▶ **Work to be completed**
Give all of the lines again, with nothing added or dropped.

— Begin Given records —

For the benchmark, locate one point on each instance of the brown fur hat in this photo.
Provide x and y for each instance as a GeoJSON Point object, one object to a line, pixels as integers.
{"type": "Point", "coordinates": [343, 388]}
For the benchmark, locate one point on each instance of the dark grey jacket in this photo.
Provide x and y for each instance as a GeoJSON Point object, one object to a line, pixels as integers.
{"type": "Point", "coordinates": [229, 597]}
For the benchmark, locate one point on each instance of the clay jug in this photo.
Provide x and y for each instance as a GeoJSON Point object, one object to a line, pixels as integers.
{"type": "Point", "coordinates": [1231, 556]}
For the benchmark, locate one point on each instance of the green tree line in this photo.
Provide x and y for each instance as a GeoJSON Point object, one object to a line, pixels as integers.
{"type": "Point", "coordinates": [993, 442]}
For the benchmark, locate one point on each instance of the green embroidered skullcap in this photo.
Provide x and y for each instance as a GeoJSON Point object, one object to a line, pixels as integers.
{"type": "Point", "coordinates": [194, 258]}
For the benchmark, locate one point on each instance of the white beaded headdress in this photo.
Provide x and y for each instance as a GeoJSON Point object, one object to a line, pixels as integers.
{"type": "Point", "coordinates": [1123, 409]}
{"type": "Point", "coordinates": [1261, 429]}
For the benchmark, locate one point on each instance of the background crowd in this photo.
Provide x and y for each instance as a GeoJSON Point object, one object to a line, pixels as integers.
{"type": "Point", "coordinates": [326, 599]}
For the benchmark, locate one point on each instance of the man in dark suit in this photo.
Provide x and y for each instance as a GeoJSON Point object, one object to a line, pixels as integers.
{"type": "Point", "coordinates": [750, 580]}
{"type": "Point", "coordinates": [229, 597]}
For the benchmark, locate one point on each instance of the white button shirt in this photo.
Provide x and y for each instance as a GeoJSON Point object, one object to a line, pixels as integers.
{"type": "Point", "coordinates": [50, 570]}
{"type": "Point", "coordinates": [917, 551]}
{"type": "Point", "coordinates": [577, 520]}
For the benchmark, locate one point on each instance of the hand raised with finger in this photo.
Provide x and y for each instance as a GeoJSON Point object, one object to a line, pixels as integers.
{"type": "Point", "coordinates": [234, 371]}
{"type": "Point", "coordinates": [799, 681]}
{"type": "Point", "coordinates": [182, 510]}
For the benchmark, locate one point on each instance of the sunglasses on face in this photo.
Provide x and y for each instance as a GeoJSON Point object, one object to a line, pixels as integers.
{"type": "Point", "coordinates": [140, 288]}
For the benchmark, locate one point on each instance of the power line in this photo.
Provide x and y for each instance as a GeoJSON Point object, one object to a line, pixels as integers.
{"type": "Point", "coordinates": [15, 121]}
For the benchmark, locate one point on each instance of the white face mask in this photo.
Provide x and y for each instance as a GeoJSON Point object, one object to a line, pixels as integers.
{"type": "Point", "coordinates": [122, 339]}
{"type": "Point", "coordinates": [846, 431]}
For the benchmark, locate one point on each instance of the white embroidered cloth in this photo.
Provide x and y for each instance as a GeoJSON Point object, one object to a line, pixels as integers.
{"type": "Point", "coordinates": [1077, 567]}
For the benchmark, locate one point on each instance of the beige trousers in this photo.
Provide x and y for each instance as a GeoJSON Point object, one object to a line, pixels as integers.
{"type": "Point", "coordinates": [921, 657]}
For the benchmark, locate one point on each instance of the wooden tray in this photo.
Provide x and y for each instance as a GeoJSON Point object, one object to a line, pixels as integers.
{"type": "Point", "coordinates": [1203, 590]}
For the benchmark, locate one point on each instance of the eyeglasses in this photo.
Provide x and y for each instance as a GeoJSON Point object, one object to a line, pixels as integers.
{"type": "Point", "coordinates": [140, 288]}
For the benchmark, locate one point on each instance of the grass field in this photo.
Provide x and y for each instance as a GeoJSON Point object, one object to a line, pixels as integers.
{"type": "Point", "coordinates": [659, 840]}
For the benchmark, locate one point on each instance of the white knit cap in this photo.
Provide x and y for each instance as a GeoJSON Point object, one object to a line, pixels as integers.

— End Given records —

▶ **Response for this exercise**
For the benchmark, locate one point on each instance of the brown fur hat in this photo.
Provide x and y for each instance as a GeoJSON Point object, one object to a line, pixels as integers.
{"type": "Point", "coordinates": [343, 388]}
For the benchmark, locate one point on each instance of the dark grey jacket in this photo.
Provide x and y for each instance as a GeoJSON Point object, one object to a line, pixels as integers.
{"type": "Point", "coordinates": [229, 597]}
For the benchmark, locate one point on each instance of the clay jug in this photo.
Provide x and y for each instance as a GeoJSON Point object, one object to a line, pixels as integers.
{"type": "Point", "coordinates": [1231, 556]}
For the benchmark, locate one point on each instance of the green tree line in this photo.
Provide x and y for each instance as a GeoJSON Point object, one object to a line, pixels as integers.
{"type": "Point", "coordinates": [993, 442]}
For the benchmark, locate one point on each instance of the green embroidered skullcap in this photo.
Provide x and y for each instance as a GeoJSON Point object, one object to a line, pixels as integers.
{"type": "Point", "coordinates": [194, 258]}
For the benchmark, locate one point on each instance of the white beaded headdress in this photo.
Provide x and y for each instance as a GeoJSON Point object, one object to a line, pixels as integers.
{"type": "Point", "coordinates": [1123, 409]}
{"type": "Point", "coordinates": [1261, 429]}
For the benchmark, locate one point on each instance of the background crowd in this photo.
Provide x and y for each instance as a GeoJSON Point object, one object to a line, pixels as integers.
{"type": "Point", "coordinates": [326, 599]}
For the benchmark, locate one point on each instance of the man in dark suit in this photo.
Provide x and y for each instance as a GeoJSON Point object, one object to a line, pixels as integers.
{"type": "Point", "coordinates": [750, 580]}
{"type": "Point", "coordinates": [229, 597]}
For the benchmark, locate one point on each instance of the white button shirt in this photo.
Provide x and y for each instance as a GeoJSON Point object, one object to a line, pixels as integers.
{"type": "Point", "coordinates": [50, 570]}
{"type": "Point", "coordinates": [917, 551]}
{"type": "Point", "coordinates": [577, 520]}
For the benchmark, locate one point on each instance of the hand raised with finger in this photo.
Provide x and y for each instance as a GeoJSON Point object, one object to a line, pixels as integers.
{"type": "Point", "coordinates": [234, 371]}
{"type": "Point", "coordinates": [799, 681]}
{"type": "Point", "coordinates": [182, 510]}
For the benchmark, locate one point on each instance of the sunglasses on face in this photo.
Provide x and y for each instance as a GeoJSON Point object, one object to a line, pixels as integers.
{"type": "Point", "coordinates": [140, 288]}
For the benchmark, locate one point on each instance of the power line in this photo.
Provide x and y for each instance as a GeoJSON Point object, one object to a line, pixels as integers.
{"type": "Point", "coordinates": [15, 121]}
For the benchmark, locate one point on each instance of the white face mask in this photo.
Provide x and y for each instance as a GeoJSON Point object, one object to a line, pixels as integers.
{"type": "Point", "coordinates": [122, 339]}
{"type": "Point", "coordinates": [846, 431]}
For the benchmark, locate one point on each instance of the white embroidered cloth in this photo.
Provide x and y for each instance as a GeoJSON Point object, one object to a line, pixels as integers.
{"type": "Point", "coordinates": [1077, 567]}
For the benchmark, locate one point on each instance of the beige trousers in this photo.
Provide x and y for each instance as a GeoJSON Point object, one object to a line, pixels as integers.
{"type": "Point", "coordinates": [921, 657]}
For the benchmark, locate one point on each instance of the wooden tray in this photo.
Provide x and y for each instance as a GeoJSON Point object, one object to a line, pixels as integers.
{"type": "Point", "coordinates": [1203, 590]}
For the benchmark, locate one point on each instance of the eyeglasses in this photo.
Provide x and y for each instance as a GeoJSON Point object, one object to a line, pixels as integers.
{"type": "Point", "coordinates": [140, 288]}
For the benchmark, locate one point on each instance of the grass field in this photo.
Provide x and y for each instance as a GeoJSON Point object, one object to a line, pixels as integers.
{"type": "Point", "coordinates": [659, 840]}
For the benchmark, locate one point on each instance of the white knit cap in this photo.
Provide x and y for each instance as a GeoJSON Point object, one object to a line, pixels as integers.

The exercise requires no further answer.